Supplied records:

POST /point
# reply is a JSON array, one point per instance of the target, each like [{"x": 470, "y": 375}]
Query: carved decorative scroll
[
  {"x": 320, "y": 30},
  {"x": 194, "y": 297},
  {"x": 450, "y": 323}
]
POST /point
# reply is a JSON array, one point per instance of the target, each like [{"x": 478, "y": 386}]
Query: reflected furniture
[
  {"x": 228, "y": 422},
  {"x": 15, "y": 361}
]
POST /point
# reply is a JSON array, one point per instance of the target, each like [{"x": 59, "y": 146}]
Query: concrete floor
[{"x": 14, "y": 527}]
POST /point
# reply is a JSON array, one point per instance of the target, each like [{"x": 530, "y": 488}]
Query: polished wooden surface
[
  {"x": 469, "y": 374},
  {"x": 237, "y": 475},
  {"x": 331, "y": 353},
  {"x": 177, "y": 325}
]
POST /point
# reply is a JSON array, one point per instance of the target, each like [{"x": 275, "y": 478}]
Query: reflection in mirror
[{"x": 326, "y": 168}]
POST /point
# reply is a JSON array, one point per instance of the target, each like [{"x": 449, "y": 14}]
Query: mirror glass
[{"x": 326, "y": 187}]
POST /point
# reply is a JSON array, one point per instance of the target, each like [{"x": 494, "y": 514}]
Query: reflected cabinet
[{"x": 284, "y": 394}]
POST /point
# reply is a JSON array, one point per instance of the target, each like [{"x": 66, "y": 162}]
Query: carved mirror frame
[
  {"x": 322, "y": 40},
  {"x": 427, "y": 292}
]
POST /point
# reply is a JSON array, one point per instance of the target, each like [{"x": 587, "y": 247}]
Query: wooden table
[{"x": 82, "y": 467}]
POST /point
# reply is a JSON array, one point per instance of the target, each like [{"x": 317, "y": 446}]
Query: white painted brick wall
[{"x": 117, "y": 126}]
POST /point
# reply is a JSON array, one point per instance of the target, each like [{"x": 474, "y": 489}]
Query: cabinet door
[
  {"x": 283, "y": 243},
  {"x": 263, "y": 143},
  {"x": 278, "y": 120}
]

Task to carry out: Write out the listing once more, matching it exactly.

Final answer:
POST /point
# reply is a JSON array, one point per instance of the target, each like [{"x": 470, "y": 375}]
Query: carved decorative scroll
[
  {"x": 320, "y": 30},
  {"x": 194, "y": 297},
  {"x": 450, "y": 323}
]
POST /point
# reply is a JSON array, one point per instance of the target, each like [{"x": 478, "y": 386}]
Query: reflected furniture
[
  {"x": 228, "y": 422},
  {"x": 15, "y": 361}
]
POST /point
# reply is a JSON array, one point per instance of the target, each like [{"x": 59, "y": 146}]
Query: concrete floor
[{"x": 14, "y": 527}]
POST /point
# reply is a JSON array, one point per instance of the target, each like [{"x": 530, "y": 488}]
Query: polished wooden surface
[
  {"x": 469, "y": 374},
  {"x": 237, "y": 475},
  {"x": 331, "y": 353},
  {"x": 177, "y": 325}
]
POST /point
# reply is a JSON array, one point per instance of the target, each like [{"x": 275, "y": 478}]
Query: reflection in mirror
[{"x": 326, "y": 168}]
POST /point
# reply is a JSON array, one point per instance of the target, each like [{"x": 449, "y": 14}]
Query: mirror glass
[{"x": 326, "y": 187}]
POST /point
# reply is a JSON array, one point per instance of the target, each like [{"x": 494, "y": 514}]
Query: reflected cabinet
[{"x": 284, "y": 394}]
POST /point
# reply is a JSON array, one point per instance of the target, each like [{"x": 66, "y": 162}]
Query: carved mirror frame
[
  {"x": 322, "y": 40},
  {"x": 427, "y": 292}
]
POST /point
# reply is a JSON array, one point per instance of the target, each like [{"x": 587, "y": 247}]
Query: wooden table
[{"x": 82, "y": 467}]
POST /point
# reply is a JSON array, one point per instance of the target, each like [{"x": 317, "y": 446}]
Query: white painted brick wall
[{"x": 117, "y": 126}]
POST /point
# reply is a JSON array, one point per instance of the target, each like [{"x": 474, "y": 489}]
Query: cabinet door
[
  {"x": 283, "y": 243},
  {"x": 263, "y": 143},
  {"x": 278, "y": 120}
]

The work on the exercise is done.